» Coordinate annotation entries:
▼▼▼

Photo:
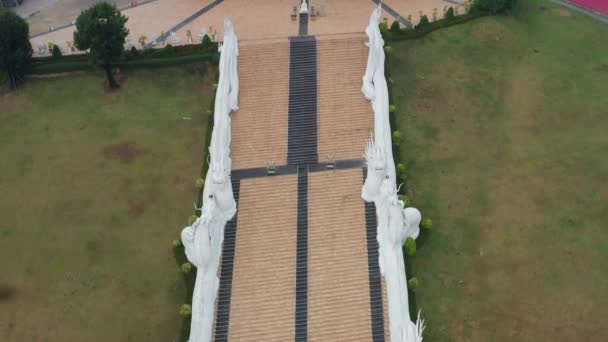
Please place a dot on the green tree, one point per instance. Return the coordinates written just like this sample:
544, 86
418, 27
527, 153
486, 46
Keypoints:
101, 30
424, 21
15, 47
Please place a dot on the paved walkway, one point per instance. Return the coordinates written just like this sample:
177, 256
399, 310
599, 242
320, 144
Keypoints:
254, 20
301, 261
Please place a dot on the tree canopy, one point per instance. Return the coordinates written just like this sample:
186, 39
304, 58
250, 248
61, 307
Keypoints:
102, 30
15, 47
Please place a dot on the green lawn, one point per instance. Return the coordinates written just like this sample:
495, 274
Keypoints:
505, 121
95, 185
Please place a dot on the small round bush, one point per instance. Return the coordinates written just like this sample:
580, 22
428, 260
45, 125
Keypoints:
186, 267
383, 26
400, 168
191, 219
56, 52
410, 246
427, 223
449, 14
206, 41
395, 26
396, 138
412, 284
185, 310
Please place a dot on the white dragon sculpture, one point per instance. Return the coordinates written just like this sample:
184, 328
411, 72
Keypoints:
395, 223
204, 238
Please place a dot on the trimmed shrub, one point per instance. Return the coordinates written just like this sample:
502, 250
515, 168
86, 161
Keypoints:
449, 14
405, 200
206, 41
395, 26
421, 31
186, 267
413, 283
427, 223
383, 26
185, 310
400, 168
410, 246
396, 138
56, 52
424, 21
191, 219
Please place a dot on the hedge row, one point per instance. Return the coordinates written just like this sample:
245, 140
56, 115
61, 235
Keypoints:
424, 29
151, 58
178, 251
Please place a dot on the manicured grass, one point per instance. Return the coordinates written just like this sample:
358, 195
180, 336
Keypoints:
95, 186
505, 123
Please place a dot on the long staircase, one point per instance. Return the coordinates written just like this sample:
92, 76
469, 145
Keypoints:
300, 259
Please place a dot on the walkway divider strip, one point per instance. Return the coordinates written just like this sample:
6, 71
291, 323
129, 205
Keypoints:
293, 169
222, 318
375, 278
301, 323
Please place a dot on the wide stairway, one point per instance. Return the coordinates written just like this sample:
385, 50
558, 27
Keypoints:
300, 260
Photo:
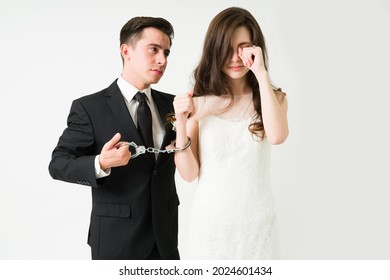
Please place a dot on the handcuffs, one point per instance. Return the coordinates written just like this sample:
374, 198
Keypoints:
139, 150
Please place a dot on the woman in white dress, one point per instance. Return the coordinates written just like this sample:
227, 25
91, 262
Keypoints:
232, 117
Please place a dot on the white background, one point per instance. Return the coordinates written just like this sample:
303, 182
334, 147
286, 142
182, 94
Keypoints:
331, 177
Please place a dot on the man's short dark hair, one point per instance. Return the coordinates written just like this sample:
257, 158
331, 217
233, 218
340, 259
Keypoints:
132, 30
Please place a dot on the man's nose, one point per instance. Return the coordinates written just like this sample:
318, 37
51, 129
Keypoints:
161, 59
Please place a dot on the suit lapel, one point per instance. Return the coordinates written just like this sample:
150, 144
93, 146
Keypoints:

▲▲▲

» Prompt:
Reproduce word for word the lines of the listing from the one containing "Please place a dot on the man's nose, one" through the last line of the listing, with both ends included.

» Written reply:
Please place a dot on the man's nose, one point per instance. Return the coordinates written just like this sample:
318, 37
51, 129
Keypoints:
161, 59
Please place a dot on the suit lapel, one point per instance. Return the coordinates written just like this sample:
150, 144
93, 146
Keypoints:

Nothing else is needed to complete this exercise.